## Work to do
Extract the items below verbatim, starting at the line that contains "the deer ear" and stopping after the last item.

────────────────

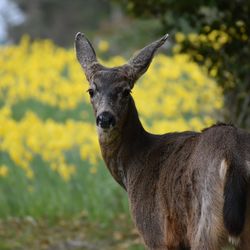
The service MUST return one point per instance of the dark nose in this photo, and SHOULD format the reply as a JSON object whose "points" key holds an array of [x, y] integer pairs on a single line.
{"points": [[105, 120]]}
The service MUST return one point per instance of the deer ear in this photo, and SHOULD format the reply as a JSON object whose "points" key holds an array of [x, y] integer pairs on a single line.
{"points": [[86, 56], [139, 63]]}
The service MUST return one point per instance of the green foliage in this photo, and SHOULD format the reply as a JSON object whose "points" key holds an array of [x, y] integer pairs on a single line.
{"points": [[231, 61]]}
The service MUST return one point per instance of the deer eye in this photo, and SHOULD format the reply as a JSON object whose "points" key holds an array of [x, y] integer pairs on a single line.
{"points": [[91, 92], [126, 92]]}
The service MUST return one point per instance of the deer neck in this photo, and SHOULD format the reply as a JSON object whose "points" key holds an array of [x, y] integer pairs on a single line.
{"points": [[122, 146]]}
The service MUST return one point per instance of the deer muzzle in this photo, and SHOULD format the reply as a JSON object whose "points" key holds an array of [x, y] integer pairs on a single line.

────────────────

## Expected answer
The service MUST return one point per instance of the deer ear in this photo, and SHOULD format the reply as a JSON object whose "points" key holds an array of [x, y] integer pairs on a single line.
{"points": [[86, 56], [139, 63]]}
The service MUST return one point per instance of the green foliage in this photo, and SHOULD format the reply as a JSON object whose "points" key holds an array of [x, y] integer pairs on a single line.
{"points": [[231, 61]]}
The service MUST return one point per instance of the deer eye in this photo, and SHOULD format the reply as a JSON object whose "points" key holds an array of [x, y] integer pairs on a single line.
{"points": [[91, 92], [126, 92]]}
The service MUST return one point per instance of the deer neck in this photo, and SHOULD format the reply as a JSON object whose "points" key holds an array of [x, y] integer pairs on a single line.
{"points": [[122, 146]]}
The service MUST return one point per instance of the deer muzzle in this photo, and SHOULD format the reply as a JSON object whose "points" key holds an array of [x, y] integer pairs on a single line.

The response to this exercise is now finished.